## Your objective
In the study on estimating survival after surgery for skeletal metastases, between which years did the included patients undergo surgery?
** Opening Extract to read block **
|Home | About | Journals | Submit | Contact Us | Français|
Conceived and designed the experiments: JAF JE JHH. Performed the experiments: PJB JHH. Analyzed the data: JAF JE RW. Contributed reagents/materials/analysis tools: JAF JE PJB JHH. Wrote the paper: JAF JE PJB RW JHH.
Accurate estimations of life expectancy are important in the management of patients with metastatic cancer affecting the extremities, and help set patient, family, and physician expectations. Clinically, the decision whether to operate on patients with skeletal metastases, as well as the choice of surgical procedure, are predicated on an individual patient's estimated survival. Currently, there are no reliable methods for estimating survival in this patient population. Bayesian classification, which includes Bayesian belief network (BBN) modeling, is a statistical method that explores conditional, probabilistic relationships between variables to estimate the likelihood of an outcome using observed data. Thus, BBN models are being used with increasing frequency in a variety of diagnoses to codify complex clinical data into prognostic models. The purpose of this study was to determine the feasibility of developing Bayesian classifiers to estimate survival in patients undergoing surgery for metastases of the axial and appendicular skeleton.
We searched an institution-owned patient management database for all patients who underwent surgery for skeletal metastases between 1999 and 2003. We then developed and trained a machine-learned BBN model to estimate survival in months using candidate features based on historical data. Ten-fold cross-validation and receiver operating characteristic (ROC) curve analysis were performed to evaluate the BNN model's accuracy and robustness.
A total of 189 consecutive patients were included. First-degree predictors of survival differed between the 3-month and 12-month models. Following cross validation, the area under the ROC curve was 0.85 (95% CI: 0.80–0.93) for 3-month probability of survival and 0.83 (95% CI: 0.77–0.90) for 12-month probability of survival.
A robust, accurate, probabilistic naïve BBN model was successfully developed using observed clinical data to estimate individualized survival in patients with operable skeletal metastases. This method warrants further development and must be externally validated in other patient populations.
“Doc, how long have I got?” For the physician, such questions related to life expectancy are among the most difficult to answer. An accurate estimation of survival is important, however, and can help set patient, family, and physician expectations. Clinically, the decision to operate on patients with skeletal metastases of the extremities, as well as the choice of surgical procedure, is predicated on a patient's estimated survival . The goal of surgery in this setting is not to cure the disease, but to relieve pain and optimize functional mobility for the maximum amount of time. Thus, a considerable amount of effort has been spent identifying useful prognosticators for use in the metastatic setting.
Several independent predictors of survival have been identified for patients with metastatic bone disease of the extremities –. These include the primary oncologic diagnosis, Eastern Cooperative Oncology Group (ECOG) performance status score ; number of bone metastases, presence of visceral metastases, serum hemoglobin level, senior surgeon's estimate of survival ; appendicular, as opposed to axial, bone metastases ; and type of reconstructive procedure performed . Although many prognostic factors are known, the predictability of survival in patients with metastatic bone disease remains alarmingly low—only 5–15% in the best-reported series . Relationships between prognostic variables are difficult to interpret, and better means of prognostication are needed since there are currently no reliable methods for estimating survival in this patient population.
** Closing Extract to read block **
** Opening Data listing block **
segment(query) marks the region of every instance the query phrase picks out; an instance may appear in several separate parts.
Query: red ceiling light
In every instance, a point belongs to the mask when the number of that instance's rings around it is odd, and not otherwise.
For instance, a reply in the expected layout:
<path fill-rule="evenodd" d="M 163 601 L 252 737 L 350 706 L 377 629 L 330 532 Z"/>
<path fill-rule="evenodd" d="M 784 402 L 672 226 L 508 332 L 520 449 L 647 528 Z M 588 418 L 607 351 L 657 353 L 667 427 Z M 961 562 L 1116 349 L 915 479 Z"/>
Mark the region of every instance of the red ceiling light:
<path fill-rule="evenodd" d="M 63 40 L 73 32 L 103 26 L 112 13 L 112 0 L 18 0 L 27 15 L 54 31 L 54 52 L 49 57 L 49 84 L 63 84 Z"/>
** Closing Data listing block **
## Response to this task
Between 1999 and 2003.